WHAT THE TASK ASKS:
Could you reproduce every line of the records below verbatim, from the first to the last?

RECORDS SHOWN:

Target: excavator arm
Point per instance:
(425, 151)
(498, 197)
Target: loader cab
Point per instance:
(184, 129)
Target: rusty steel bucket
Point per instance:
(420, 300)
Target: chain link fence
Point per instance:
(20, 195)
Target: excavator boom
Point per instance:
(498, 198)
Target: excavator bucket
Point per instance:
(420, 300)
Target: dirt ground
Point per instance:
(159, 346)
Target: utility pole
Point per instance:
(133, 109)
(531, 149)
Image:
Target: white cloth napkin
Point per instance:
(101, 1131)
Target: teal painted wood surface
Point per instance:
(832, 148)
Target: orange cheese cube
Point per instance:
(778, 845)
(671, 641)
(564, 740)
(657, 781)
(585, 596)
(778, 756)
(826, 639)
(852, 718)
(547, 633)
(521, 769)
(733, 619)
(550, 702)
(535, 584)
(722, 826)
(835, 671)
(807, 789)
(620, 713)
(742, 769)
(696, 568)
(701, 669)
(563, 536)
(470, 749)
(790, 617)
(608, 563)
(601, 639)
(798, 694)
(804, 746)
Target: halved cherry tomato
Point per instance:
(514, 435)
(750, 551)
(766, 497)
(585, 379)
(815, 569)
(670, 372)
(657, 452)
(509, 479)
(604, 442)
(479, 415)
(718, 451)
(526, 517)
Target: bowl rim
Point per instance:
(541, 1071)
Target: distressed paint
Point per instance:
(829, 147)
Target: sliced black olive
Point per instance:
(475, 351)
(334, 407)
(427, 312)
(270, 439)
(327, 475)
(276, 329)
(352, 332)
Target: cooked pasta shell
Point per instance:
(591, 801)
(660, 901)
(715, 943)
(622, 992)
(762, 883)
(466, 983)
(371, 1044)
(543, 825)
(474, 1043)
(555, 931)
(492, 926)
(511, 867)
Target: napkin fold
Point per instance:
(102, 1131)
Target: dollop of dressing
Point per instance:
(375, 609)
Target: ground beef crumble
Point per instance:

CORRECT ANSWER:
Target: excavator arm
Point per instance:
(425, 151)
(498, 197)
Target: loader cab
Point per instance:
(184, 129)
Target: rusty steel bucket
Point per instance:
(420, 300)
Target: chain link fence
Point per instance:
(20, 195)
Target: excavator boom
Point per instance:
(498, 198)
Target: excavator bucket
Point per instance:
(420, 300)
Target: dirt ground
Point per instance:
(159, 346)
Target: utility pole
Point per instance:
(133, 109)
(531, 149)
Image:
Target: white cloth napkin
Point per instance:
(101, 1131)
Target: teal painted wood surface
Point per instance:
(832, 148)
Target: orange cheese cube
Point per instance:
(778, 845)
(671, 641)
(564, 740)
(657, 781)
(585, 596)
(778, 756)
(826, 639)
(852, 718)
(547, 633)
(521, 769)
(733, 619)
(550, 702)
(535, 584)
(722, 826)
(835, 671)
(807, 789)
(620, 713)
(742, 769)
(696, 568)
(701, 669)
(563, 536)
(470, 749)
(790, 617)
(608, 563)
(601, 639)
(798, 694)
(804, 746)
Target: halved cherry tomato
Point per instance:
(514, 435)
(750, 551)
(766, 497)
(585, 379)
(815, 569)
(670, 372)
(657, 452)
(509, 479)
(604, 442)
(479, 415)
(718, 451)
(526, 517)
Target: bowl rim
Point per instance:
(541, 1071)
Target: distressed paint
Point per instance:
(829, 147)
Target: sliced black olive
Point per instance:
(475, 351)
(334, 407)
(427, 312)
(270, 439)
(327, 475)
(276, 329)
(352, 332)
Target: cooked pasta shell
Point per instance:
(591, 801)
(660, 901)
(715, 943)
(622, 992)
(762, 883)
(466, 983)
(371, 1044)
(543, 825)
(474, 1043)
(555, 931)
(492, 926)
(511, 867)
Target: napkin fold
Point per instance:
(102, 1131)
Target: dollop of dressing
Point per instance:
(375, 609)
Target: ground beef crumble
Point per instance:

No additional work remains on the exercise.